__Source extract__:
----------
Develop a Planting Plan
Your Planting Plan is where you put all the information you have gathered into a plan that you can begin to implement on your landscape.
More information on Developing a Planting Plan.
Locate Plants to Keep
Refer back to your map of existing vegetation. Plan to retain native plants that have proven attractive according to observations and records. Locate these plants on a fresh copy of your base map.
Outline Planting Areas
Review the bubble diagrams you drew to designate spaces for human and wildlife requirements in the landscape. On your map, lightly draw an outline of all planting areas that were identified by these requirements. Be willing to compromise some human needs to meet wildlife needs, and vice versa.
Select appropriate native plants considering ultimate size and aesthetics of the plant and conditions of the site. As you continue from the canopy to the lower vertical layers in the habitat, you may wish to design each layer on a separate clear overlay. Although you want the entire design to be integrated, this technique will make the planting plan easier to read.
Use the Going Native Database of Native Plants with wildlife value to help you find the plants that will best meet your needs.
Locate Canopy Plants
Identify the locations for the tallest plants and focal points in the garden first. Think about the effects of evergreen or deciduous trees in each location. Canopy Planting Plan.
----------
__Collected data__:
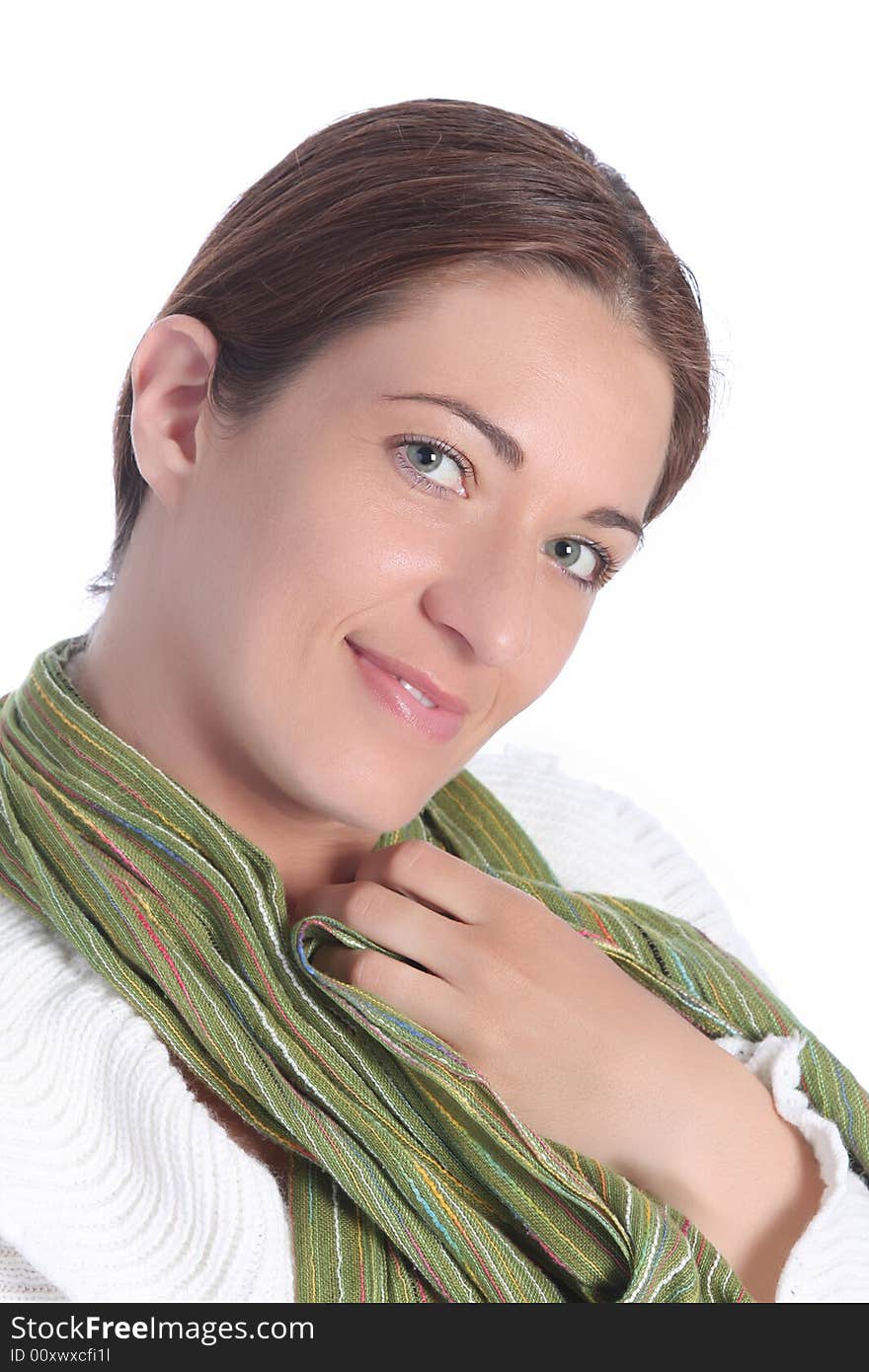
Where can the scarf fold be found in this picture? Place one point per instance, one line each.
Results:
(407, 1176)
----------
__Stated task 1__: According to the planting plan guide, where should the native plants chosen for retention be located?
__Stated task 2__: Summarize the planting plan guide in two sentences.
__Stated task 3__: Write the next section of the planting plan guide, continuing from its last heading on canopy plants to the lower layers of the habitat.
The material that appears after the planting plan guide comes from a separate source.

__Task response 1__: On a fresh copy of the base map.

__Task response 2__: A planting plan gathers the collected information into a design, starting with locating the native plants worth keeping on a fresh base map and outlining planting areas based on the bubble diagrams for human and wildlife needs. Native plants are then chosen for size, aesthetics and site conditions, with layers designed from the canopy downward, beginning with the tallest plants and focal points.

__Task response 3__:
Locate Shrub Plants
Proceed to the next vertical layers, the mid-story and shrub layers. Remember to account for the effects of canopy plants you might have added. Shrub Planting Plan.
Locate Ground Plants
The groundcover layer offers the most variety in terms of plant selection and availability at local nurseries. When you combine plants, remember to apply good design principles:
- Use appropriate scale and proportion.
- Consider the shape and forms of the plants.
- Choose complementary or contrasting textures and colors, depending on your desired effect.
- Repeat plants, or at least aesthetic characteristics like texture and color, to create unity in the garden.
Ground Planting Plan.
Things to Avoid – Often, as homeowners and gardeners attempt to take actions that benefit wildlife, they instead create conditions that are detrimental to the animals or to themselves. There are several mistakes frequently made during landscape design, leading to problems once the native plants are in place.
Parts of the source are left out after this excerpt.